**** FRAGMENTO PROPORCIONADO

No puede tampoco dejarse en absoluto fuera de este contexto represivo la creación de la denominada Guardia de Asalto, con la que en cierta forma se pretendía sustituir a la Guardia Civil, de supuesta dudosa fidelidad. Se trataba de desarrollar un nuevo modelo de fuerza pública fuertemente concienciado. Sus armas operativas eran una pistola de reglamento y una larga porra de goma, y sólo en situaciones excepcionales sus números hacían uso de las tradicionales carabinas o tercerolas. Sus oficiales procedían del Ejército y es curioso que su primer jefe fuese el entonces teniente coronel Muñoz Grandes, que tanta relevancia alcanzaría después en el franquismo. Los niños de la época, que veían a los guardias saltar casi en marcha de sus grandes vehículos descapotados, cantaban una surrealista canción: «Mamá, yo quiero ser guardia de asalto / porque se come bien y no trabajo. / Cuarenta duros dan y una pistola / y un tolete de goma que estira y toma». No eran moco de pavo doscientas pesetas en aquel tiempo, desde luego.

Pero acaso una de las formas menos explícitas en su definición, pero sin duda de mayor alcance represivo de las adoptadas por la República, consistiría en lo que, de hecho, fue la constante utilización que el Gobierno hacía del Ejército en el mantenimiento del orden público. No se trataba solamente de su participación activa en las situaciones de carácter subversivo o revolucionario, iniciada ya en el mismo año 31 con la presencia de tropas coloniales por primera vez en la historia contemporánea, en la revuelta anarquista de Sevilla, sino incluso de una actuación subsidiaria de la de los agentes sociales, eso que ahora se llama «misiones de paz». En toda clase de huelgas y conflictos laborales, los soldados eran presencia obligada. Ellos conducían trenes y tranvías, vigilaban los edificios públicos, franqueaban las cartas y fabricaban el pan.

Paradójicamente, la República, que pretendía unas Fuerzas Armadas sometidas al ordenamiento político del país —de ahí las leyes de Azaña sobre el Ejército—, las acreditaba sin remilgos desde su misma instauración, como garantes del orden establecido.

Si los últimos meses de la II República, tras las elecciones de febrero del 36, transcurrieron ya definitivamente por unos cauces que difícilmente pudieran ser calificados como democráticos, tampoco los de sus inicios fueron, como se ve, demasiado proclives a una ordenada convivencia entre los españoles, en función sobre todo de una legislación sectaria y represiva. Entre el republicanismo y la democracia, sus dirigentes escogieron el republicanismo sin dudarlo demasiado. Las trágicas consecuencias de tal opción no tardarían en pagarlas todos los españoles.

********
**** INFORMACIÓN EXTRAÍDA

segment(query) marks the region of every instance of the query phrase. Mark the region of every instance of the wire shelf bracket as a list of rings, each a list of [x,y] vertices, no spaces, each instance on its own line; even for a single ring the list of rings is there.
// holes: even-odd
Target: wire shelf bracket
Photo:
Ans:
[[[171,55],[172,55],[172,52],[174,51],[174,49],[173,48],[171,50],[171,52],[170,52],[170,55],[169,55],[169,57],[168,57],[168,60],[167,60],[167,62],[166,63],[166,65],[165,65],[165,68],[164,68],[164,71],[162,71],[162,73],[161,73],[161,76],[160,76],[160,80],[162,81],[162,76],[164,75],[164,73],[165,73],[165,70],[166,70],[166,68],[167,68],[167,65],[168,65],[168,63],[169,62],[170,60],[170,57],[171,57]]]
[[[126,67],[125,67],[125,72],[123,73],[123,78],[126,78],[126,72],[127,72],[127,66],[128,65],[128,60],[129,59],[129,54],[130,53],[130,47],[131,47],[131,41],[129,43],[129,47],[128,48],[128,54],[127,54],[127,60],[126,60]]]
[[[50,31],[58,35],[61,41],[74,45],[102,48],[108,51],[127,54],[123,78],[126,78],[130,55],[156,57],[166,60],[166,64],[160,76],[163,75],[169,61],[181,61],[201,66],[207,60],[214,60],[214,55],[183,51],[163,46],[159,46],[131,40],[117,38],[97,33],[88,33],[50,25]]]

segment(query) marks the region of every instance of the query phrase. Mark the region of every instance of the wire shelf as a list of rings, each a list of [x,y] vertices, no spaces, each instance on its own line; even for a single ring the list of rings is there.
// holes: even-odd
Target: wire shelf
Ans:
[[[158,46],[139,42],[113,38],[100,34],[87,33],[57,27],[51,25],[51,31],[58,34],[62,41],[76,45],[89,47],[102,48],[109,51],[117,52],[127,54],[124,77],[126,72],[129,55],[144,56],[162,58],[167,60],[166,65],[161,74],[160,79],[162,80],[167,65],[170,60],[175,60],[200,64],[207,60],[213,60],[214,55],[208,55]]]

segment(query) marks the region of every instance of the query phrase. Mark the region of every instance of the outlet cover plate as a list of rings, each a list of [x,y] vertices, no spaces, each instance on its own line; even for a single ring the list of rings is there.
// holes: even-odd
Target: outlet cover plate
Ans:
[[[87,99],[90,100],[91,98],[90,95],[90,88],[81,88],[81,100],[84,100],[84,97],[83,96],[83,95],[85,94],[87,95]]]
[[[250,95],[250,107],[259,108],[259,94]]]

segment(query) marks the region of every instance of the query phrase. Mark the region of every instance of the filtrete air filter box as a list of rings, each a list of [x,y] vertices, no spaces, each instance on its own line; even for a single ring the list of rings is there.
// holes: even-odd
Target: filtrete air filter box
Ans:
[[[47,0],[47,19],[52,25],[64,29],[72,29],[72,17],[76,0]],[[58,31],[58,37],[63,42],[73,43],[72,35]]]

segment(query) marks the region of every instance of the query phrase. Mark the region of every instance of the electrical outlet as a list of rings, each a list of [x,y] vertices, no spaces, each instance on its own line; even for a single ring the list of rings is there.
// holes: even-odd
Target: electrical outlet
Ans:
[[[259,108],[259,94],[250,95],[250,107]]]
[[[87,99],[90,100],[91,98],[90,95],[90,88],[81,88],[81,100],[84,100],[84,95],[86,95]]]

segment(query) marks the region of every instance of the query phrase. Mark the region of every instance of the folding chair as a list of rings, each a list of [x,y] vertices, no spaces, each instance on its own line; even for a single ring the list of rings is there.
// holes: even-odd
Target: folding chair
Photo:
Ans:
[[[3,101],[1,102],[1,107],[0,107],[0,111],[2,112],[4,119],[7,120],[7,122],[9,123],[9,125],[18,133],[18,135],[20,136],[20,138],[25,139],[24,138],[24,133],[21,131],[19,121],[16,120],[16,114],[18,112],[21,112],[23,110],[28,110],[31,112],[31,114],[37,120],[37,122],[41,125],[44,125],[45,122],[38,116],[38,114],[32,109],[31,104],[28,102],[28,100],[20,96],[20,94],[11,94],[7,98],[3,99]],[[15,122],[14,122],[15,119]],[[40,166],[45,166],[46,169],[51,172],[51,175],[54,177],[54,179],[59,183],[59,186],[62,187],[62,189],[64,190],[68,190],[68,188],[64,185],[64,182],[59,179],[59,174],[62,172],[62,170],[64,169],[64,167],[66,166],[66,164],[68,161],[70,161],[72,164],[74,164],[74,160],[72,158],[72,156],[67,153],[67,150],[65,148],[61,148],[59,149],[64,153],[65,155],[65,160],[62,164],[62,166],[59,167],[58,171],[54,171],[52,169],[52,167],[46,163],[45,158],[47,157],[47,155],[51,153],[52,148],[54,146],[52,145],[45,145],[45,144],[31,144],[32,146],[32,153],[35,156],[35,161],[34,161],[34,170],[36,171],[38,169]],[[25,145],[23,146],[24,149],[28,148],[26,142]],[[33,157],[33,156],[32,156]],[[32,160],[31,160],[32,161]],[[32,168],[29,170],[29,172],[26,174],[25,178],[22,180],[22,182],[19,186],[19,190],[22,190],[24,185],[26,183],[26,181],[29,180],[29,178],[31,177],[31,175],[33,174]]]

********

TAREA
Copia del fragmento sobre la Segunda República el pasaje que va desde "Paradójicamente, la República, que" hasta "todos los españoles.", ambos incluidos, sin cambiar nada.

RESPUESTA
Paradójicamente, la República, que pretendía unas Fuerzas Armadas sometidas al ordenamiento político del país —de ahí las leyes de Azaña sobre el Ejército—, las acreditaba sin remilgos desde su misma instauración, como garantes del orden establecido.

Si los últimos meses de la II República, tras las elecciones de febrero del 36, transcurrieron ya definitivamente por unos cauces que difícilmente pudieran ser calificados como democráticos, tampoco los de sus inicios fueron, como se ve, demasiado proclives a una ordenada convivencia entre los españoles, en función sobre todo de una legislación sectaria y represiva. Entre el republicanismo y la democracia, sus dirigentes escogieron el republicanismo sin dudarlo demasiado. Las trágicas consecuencias de tal opción no tardarían en pagarlas todos los españoles.